## Problem requirements
Repeat verbatim the lines of the data below, beginning with the line containing "Task: Indicate the gray" and continuing to the end.

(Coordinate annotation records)

+++++

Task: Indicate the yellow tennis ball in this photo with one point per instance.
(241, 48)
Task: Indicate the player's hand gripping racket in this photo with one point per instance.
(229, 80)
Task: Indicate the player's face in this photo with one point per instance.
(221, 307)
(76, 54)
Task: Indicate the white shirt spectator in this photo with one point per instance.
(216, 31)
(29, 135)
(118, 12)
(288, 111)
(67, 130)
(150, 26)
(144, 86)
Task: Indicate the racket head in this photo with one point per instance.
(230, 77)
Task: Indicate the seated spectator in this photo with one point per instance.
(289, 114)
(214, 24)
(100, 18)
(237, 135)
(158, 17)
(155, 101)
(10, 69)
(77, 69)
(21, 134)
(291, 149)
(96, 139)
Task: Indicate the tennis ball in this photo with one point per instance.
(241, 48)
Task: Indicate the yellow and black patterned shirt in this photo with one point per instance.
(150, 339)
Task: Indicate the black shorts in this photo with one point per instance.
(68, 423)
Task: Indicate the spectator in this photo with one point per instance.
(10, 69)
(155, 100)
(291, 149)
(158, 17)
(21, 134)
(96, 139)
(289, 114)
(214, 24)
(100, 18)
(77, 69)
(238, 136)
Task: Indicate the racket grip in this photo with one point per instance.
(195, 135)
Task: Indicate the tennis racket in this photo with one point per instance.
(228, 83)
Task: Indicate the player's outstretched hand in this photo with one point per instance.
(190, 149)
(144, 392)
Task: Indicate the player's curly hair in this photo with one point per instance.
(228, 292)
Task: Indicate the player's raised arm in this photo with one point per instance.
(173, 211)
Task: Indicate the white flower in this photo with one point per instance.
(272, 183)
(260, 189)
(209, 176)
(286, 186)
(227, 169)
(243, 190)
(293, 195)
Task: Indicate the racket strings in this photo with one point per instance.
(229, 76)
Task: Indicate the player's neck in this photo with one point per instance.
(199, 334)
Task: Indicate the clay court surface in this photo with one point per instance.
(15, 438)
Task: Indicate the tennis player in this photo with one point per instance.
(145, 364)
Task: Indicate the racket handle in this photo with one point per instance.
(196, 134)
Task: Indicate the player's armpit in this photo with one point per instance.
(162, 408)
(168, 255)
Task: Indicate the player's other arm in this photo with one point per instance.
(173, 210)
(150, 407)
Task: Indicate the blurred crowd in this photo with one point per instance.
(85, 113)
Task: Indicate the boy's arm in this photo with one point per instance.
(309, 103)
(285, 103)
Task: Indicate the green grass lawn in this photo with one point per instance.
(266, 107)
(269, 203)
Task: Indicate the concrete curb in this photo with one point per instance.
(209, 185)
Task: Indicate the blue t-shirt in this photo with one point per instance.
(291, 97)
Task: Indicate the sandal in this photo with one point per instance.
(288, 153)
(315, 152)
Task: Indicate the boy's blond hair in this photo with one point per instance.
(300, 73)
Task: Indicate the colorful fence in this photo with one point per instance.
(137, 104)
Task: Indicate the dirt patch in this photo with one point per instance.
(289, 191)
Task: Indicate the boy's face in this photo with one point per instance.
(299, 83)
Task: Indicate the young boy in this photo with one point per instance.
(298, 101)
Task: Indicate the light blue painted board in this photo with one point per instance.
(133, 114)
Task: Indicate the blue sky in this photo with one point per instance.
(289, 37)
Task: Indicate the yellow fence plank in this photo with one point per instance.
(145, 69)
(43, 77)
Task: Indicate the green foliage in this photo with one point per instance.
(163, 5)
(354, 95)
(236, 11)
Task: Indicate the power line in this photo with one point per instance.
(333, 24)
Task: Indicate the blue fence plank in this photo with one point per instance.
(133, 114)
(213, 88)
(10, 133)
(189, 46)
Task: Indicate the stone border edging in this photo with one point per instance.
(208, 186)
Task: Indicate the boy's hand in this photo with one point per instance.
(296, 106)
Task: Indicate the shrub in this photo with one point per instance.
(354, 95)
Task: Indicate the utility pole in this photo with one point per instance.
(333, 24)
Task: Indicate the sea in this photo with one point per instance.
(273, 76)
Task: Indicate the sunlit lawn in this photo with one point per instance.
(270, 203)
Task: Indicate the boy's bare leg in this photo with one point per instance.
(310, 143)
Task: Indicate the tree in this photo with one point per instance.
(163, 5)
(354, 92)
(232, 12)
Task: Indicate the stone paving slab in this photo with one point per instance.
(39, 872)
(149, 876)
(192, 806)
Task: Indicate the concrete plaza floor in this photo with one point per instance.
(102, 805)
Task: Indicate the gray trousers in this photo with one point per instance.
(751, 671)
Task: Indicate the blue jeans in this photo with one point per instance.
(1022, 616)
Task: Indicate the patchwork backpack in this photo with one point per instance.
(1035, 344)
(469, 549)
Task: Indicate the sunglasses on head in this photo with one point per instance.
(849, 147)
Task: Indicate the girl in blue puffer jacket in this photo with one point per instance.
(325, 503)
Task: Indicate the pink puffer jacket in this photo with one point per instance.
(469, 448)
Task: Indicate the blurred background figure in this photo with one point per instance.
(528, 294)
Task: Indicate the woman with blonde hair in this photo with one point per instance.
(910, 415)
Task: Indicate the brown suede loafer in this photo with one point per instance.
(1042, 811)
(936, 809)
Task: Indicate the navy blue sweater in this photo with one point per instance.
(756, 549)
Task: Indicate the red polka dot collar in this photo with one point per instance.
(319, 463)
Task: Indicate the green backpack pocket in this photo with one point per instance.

+++++

## Written response
Task: Indicate the gray trousers in this photo with one point per instance.
(751, 671)
Task: Indicate the blue jeans in this photo with one point per instance.
(1022, 616)
Task: Indicate the patchwork backpack in this photo with one point per instance.
(1035, 344)
(469, 549)
Task: Indicate the sunglasses on head in this photo with one point per instance.
(849, 147)
Task: Indicate the girl in blue puffer jacket in this photo with one point per instance.
(325, 503)
Task: Indicate the pink puffer jacket in this photo with one point per instance.
(469, 448)
Task: Indicate the blurred background figure in this photo with one point per instance.
(528, 294)
Task: Indicate the woman with blonde hair in this photo with one point per instance.
(910, 415)
Task: Indicate the brown suede loafer in this photo with one point per instance.
(1042, 811)
(936, 809)
Task: Indicate the navy blue sweater in this photo with one point per instance.
(756, 549)
Task: Indicate the red polka dot collar in this photo with one point per instance.
(319, 463)
Task: Indicate the green backpack pocket in this photo with one point per instance.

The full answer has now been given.